Retour de Laurent Gbagbo : Recomposition du paysage politique ivoirien

Retour de Laurent Gbagbo : Recomposition du paysage politique ivoirien

Après son acquittement par la CPI, les conditions du retrour de l'ex chef de l'Etat ivoirien, Laurent Gbagbo, se discutent dans les coulisses. 


Détenu pendant dix longues années dans le quartier pénitentiaire de la Cour pénale internationale (CPI) de La Haye aux Pays-Bas, l’ombre de Laurent Gbagbo n’a cessé de planer sur le paysage politique ivoirien, laissant même un grand vide qui n’a jamais été véritablement comblé. Son retour imminent dans son pays va, sans doute, changer l’équilibre des forces politiques en présence.

-----

▶ [CONSIGNES À SUIVRE] Recopiez mot pour mot le passage de l'extrait sur le retour de Laurent Gbagbo qui va de « Après son acquittement » à « politiques en présence. », ces deux bornes comprises.

▶ [Enregistrements du jeu de données sur l'emplacement d'objets]
-----

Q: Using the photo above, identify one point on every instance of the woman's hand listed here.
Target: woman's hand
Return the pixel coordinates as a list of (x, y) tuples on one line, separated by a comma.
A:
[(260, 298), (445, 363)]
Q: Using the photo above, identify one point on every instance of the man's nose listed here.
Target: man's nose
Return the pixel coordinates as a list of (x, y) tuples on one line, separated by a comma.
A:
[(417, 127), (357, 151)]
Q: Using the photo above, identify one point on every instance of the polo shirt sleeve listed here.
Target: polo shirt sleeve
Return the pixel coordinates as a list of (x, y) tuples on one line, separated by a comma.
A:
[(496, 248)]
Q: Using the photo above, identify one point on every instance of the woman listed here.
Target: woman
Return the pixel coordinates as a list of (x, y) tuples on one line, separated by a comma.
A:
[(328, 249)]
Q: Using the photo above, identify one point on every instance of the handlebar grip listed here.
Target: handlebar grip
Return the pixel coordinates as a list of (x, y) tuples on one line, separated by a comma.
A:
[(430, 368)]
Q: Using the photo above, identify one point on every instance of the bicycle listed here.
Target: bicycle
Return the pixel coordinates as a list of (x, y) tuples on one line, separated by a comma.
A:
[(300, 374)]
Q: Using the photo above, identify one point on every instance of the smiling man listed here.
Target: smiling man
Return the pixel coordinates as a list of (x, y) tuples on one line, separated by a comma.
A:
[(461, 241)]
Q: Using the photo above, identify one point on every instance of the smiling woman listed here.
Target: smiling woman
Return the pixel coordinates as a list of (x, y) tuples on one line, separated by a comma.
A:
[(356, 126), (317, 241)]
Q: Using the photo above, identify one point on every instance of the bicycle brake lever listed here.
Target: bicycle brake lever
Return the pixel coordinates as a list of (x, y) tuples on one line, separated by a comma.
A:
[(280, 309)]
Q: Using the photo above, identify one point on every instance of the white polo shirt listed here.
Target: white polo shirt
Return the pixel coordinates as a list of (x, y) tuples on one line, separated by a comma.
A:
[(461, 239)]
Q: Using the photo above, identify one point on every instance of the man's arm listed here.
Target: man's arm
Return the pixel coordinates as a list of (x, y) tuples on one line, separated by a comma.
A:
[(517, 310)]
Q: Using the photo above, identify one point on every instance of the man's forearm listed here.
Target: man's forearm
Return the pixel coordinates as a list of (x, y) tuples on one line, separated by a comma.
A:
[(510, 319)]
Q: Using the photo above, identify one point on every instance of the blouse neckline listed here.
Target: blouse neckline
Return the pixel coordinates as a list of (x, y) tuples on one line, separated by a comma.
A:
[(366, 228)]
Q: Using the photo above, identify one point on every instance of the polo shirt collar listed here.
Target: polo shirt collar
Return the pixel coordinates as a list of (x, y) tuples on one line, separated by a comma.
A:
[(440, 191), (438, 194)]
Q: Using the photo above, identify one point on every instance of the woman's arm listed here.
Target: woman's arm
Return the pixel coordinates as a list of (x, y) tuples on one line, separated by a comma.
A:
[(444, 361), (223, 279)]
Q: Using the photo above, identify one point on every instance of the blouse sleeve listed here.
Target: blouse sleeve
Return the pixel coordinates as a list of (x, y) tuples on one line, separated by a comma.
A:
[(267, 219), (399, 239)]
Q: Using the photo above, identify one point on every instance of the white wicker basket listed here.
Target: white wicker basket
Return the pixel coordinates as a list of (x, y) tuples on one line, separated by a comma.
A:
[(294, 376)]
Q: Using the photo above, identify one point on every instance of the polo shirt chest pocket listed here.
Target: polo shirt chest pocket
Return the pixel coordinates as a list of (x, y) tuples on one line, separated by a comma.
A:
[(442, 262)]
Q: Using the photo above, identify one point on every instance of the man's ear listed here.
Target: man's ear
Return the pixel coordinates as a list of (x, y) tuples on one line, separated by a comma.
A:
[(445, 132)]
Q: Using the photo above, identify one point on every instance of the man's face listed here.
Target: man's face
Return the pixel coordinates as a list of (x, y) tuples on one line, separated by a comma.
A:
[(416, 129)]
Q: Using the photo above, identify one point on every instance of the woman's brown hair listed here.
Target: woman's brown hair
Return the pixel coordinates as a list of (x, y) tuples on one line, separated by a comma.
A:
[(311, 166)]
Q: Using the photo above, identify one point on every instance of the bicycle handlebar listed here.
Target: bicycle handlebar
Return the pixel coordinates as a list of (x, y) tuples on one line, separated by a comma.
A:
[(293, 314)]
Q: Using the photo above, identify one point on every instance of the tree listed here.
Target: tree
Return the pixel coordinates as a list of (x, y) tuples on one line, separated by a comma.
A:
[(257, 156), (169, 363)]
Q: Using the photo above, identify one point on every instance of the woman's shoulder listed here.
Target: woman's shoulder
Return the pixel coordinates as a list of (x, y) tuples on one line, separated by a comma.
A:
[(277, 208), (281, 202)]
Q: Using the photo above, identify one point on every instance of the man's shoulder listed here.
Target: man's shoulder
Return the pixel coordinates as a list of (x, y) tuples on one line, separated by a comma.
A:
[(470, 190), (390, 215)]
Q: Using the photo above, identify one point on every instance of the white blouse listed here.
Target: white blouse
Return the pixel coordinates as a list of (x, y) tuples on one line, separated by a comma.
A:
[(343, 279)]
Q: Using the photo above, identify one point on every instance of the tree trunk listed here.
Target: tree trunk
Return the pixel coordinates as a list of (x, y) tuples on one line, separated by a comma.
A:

-----

▶ [RÉPONSE COMPLÈTE]
Après son acquittement par la CPI, les conditions du retrour de l'ex chef de l'Etat ivoirien, Laurent Gbagbo, se discutent dans les coulisses. 


Détenu pendant dix longues années dans le quartier pénitentiaire de la Cour pénale internationale (CPI) de La Haye aux Pays-Bas, l’ombre de Laurent Gbagbo n’a cessé de planer sur le paysage politique ivoirien, laissant même un grand vide qui n’a jamais été véritablement comblé. Son retour imminent dans son pays va, sans doute, changer l’équilibre des forces politiques en présence.